Reproduce the data verbatim, beginning with the line that contains "Annotation task: mark the tropical" and continuing through the line that contains "(1117, 305)", both lines included.

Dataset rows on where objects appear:
************
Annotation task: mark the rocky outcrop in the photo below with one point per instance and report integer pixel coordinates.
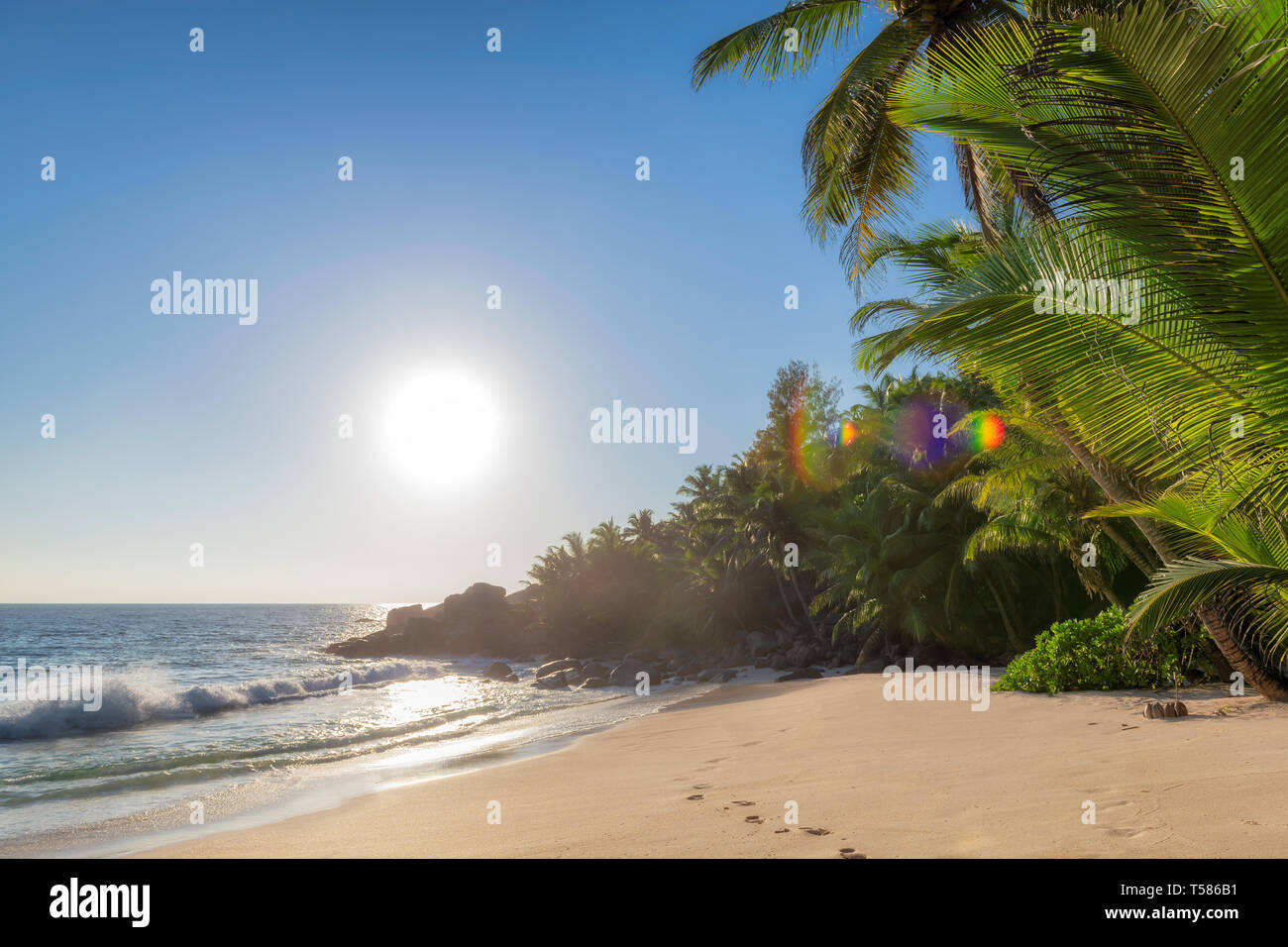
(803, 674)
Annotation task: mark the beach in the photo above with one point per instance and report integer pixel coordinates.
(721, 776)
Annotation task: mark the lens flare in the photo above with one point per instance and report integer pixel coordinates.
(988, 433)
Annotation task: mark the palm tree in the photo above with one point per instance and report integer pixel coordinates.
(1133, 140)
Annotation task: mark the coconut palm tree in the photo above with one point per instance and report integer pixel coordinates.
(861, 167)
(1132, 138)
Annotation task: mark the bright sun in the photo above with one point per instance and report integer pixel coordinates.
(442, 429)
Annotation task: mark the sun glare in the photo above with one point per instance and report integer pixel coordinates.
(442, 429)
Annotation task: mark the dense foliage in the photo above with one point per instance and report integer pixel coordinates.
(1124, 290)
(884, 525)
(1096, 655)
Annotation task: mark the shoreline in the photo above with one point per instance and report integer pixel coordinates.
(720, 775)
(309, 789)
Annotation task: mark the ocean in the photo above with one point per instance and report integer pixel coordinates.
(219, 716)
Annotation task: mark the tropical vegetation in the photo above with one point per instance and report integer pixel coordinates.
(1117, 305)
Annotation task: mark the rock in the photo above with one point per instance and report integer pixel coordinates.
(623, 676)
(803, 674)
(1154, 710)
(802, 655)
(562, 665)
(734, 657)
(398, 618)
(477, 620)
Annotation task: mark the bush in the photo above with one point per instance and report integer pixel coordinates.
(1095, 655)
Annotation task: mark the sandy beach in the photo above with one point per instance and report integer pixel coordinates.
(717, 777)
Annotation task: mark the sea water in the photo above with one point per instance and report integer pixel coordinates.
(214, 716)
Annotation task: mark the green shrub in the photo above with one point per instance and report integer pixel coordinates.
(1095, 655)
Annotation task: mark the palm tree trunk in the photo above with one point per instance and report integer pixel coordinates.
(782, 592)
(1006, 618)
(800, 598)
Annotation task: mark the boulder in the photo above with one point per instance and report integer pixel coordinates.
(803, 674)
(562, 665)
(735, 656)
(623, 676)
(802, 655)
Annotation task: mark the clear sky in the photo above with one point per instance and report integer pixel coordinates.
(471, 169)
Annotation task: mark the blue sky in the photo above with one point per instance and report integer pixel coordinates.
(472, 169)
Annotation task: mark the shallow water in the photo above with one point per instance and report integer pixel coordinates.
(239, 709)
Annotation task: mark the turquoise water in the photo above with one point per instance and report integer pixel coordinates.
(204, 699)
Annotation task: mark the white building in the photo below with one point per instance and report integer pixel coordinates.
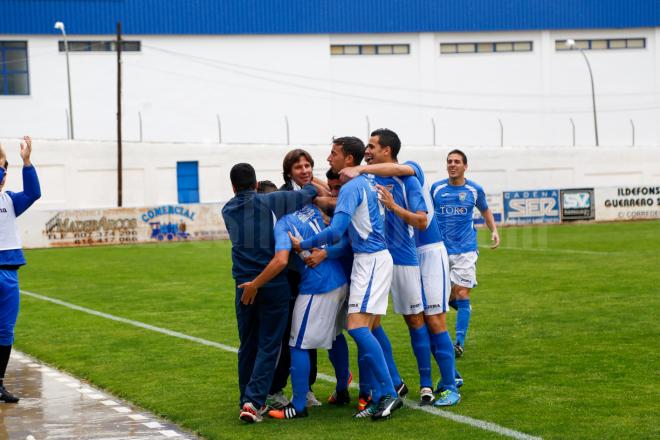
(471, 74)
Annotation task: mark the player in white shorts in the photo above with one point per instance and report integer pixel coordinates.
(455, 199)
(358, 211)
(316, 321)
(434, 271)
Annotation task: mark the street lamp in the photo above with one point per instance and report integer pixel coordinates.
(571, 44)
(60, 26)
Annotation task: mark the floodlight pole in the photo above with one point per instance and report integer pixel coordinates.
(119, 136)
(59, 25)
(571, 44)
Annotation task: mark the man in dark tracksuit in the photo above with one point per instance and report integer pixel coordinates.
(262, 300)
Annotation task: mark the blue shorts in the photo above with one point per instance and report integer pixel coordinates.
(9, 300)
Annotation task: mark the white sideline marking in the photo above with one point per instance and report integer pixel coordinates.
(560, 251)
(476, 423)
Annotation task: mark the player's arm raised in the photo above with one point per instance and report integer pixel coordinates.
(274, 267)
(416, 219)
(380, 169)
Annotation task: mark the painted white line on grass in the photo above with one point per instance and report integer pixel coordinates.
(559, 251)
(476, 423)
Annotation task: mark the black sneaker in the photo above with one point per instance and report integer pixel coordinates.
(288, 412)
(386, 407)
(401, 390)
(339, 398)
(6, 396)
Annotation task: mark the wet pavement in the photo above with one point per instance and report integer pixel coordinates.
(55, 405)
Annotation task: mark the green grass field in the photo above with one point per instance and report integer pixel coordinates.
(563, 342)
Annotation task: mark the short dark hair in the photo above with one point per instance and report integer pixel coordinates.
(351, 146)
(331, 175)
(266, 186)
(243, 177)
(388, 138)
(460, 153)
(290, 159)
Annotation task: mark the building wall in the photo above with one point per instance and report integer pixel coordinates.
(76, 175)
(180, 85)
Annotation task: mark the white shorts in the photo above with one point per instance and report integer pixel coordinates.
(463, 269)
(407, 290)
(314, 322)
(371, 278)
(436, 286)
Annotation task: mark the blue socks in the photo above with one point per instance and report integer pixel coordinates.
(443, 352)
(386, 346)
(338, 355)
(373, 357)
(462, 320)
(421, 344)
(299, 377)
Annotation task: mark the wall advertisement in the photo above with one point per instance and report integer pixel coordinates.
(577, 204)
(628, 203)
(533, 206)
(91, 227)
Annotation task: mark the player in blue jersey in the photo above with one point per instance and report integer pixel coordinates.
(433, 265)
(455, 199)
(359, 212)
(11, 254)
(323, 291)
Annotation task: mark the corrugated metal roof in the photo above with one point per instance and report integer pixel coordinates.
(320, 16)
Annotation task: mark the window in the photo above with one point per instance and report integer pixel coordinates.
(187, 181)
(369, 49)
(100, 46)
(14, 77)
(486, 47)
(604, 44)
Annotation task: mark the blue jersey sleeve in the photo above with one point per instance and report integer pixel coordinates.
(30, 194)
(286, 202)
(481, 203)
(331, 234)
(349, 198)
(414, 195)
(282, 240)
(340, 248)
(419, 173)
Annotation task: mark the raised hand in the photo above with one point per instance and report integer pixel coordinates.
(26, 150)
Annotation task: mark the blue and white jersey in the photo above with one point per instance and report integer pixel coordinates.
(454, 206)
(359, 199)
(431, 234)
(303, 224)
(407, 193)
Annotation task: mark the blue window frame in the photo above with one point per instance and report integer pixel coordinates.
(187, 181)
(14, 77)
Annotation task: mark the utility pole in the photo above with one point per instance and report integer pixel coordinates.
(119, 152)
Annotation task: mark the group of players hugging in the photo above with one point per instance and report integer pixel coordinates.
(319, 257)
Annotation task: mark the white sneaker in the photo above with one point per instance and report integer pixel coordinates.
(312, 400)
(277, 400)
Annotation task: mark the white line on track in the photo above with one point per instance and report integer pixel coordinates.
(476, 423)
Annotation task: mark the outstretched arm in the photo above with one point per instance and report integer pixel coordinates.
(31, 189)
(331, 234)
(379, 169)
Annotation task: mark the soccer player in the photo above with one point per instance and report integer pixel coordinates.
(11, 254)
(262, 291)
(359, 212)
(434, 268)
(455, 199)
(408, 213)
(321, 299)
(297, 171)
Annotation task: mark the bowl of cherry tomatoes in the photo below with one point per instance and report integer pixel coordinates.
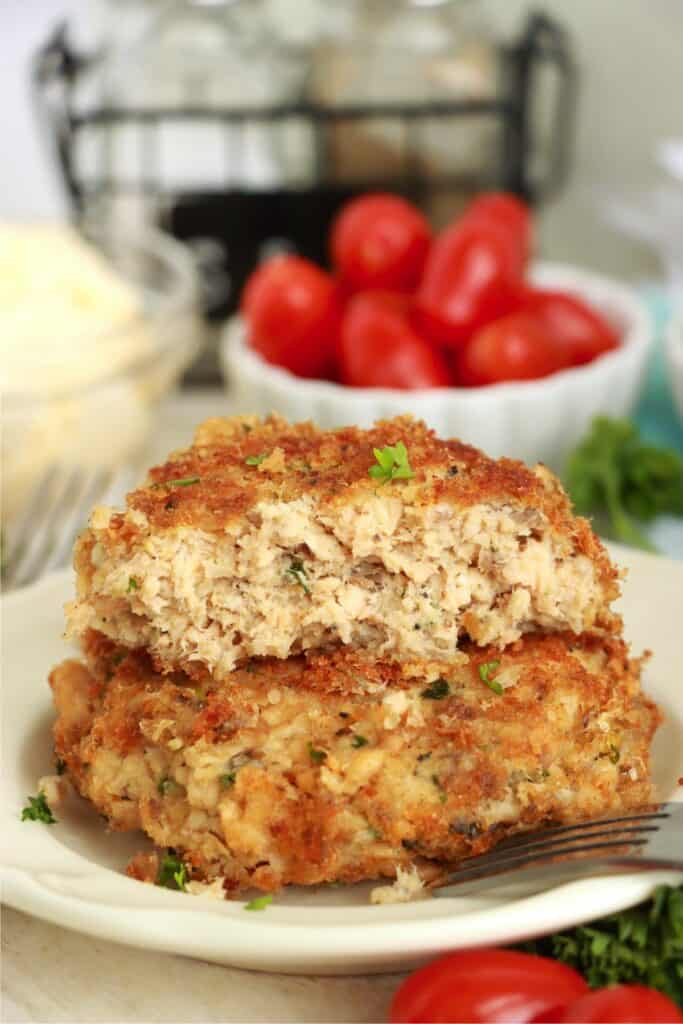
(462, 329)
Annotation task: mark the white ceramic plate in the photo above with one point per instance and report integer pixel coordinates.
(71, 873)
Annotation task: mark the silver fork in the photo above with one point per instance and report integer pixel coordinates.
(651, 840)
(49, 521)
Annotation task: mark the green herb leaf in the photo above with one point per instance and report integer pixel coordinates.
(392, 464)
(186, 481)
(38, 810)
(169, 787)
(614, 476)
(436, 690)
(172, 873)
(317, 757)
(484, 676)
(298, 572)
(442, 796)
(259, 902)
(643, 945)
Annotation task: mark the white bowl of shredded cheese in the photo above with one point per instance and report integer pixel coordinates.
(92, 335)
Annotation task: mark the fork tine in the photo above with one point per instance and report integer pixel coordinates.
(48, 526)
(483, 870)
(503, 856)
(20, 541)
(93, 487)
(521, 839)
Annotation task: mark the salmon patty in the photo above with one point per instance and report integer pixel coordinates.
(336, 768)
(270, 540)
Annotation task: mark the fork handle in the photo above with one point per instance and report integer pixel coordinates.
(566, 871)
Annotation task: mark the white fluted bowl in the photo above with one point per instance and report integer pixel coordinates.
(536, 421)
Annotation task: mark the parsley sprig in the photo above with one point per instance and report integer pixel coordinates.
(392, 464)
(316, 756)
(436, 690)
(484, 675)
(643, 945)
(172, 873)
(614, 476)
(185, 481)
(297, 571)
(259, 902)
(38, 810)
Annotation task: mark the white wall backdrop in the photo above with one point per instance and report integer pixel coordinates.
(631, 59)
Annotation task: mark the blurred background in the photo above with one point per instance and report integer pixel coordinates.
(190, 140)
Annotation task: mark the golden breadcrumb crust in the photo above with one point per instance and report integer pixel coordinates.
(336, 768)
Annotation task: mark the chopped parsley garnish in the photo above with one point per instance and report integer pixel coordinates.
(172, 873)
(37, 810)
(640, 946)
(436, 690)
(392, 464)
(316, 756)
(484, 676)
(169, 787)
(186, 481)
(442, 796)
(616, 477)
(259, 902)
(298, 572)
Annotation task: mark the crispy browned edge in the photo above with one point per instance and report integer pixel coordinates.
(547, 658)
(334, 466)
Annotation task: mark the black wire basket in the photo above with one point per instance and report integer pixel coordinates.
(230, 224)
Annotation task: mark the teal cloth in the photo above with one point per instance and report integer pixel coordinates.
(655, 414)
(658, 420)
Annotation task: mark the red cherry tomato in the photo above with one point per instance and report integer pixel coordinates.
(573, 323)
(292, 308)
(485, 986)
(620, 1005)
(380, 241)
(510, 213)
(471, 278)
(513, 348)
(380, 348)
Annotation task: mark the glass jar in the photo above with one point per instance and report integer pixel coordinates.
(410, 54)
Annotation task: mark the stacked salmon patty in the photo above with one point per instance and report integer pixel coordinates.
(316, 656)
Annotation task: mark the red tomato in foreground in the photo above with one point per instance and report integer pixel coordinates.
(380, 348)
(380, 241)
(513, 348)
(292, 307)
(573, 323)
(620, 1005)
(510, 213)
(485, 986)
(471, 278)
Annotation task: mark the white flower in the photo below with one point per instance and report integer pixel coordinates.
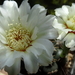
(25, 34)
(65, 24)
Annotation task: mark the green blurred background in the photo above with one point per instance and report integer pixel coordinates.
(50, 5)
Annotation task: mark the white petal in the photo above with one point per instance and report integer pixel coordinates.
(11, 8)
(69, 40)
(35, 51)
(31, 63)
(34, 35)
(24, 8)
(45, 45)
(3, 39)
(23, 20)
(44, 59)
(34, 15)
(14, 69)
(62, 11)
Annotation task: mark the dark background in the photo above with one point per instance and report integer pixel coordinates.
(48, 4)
************
__The output__
Annotation task: mark the tropical vegetation in the photo above with one point per instance and report integer pixel coordinates.
(1117, 305)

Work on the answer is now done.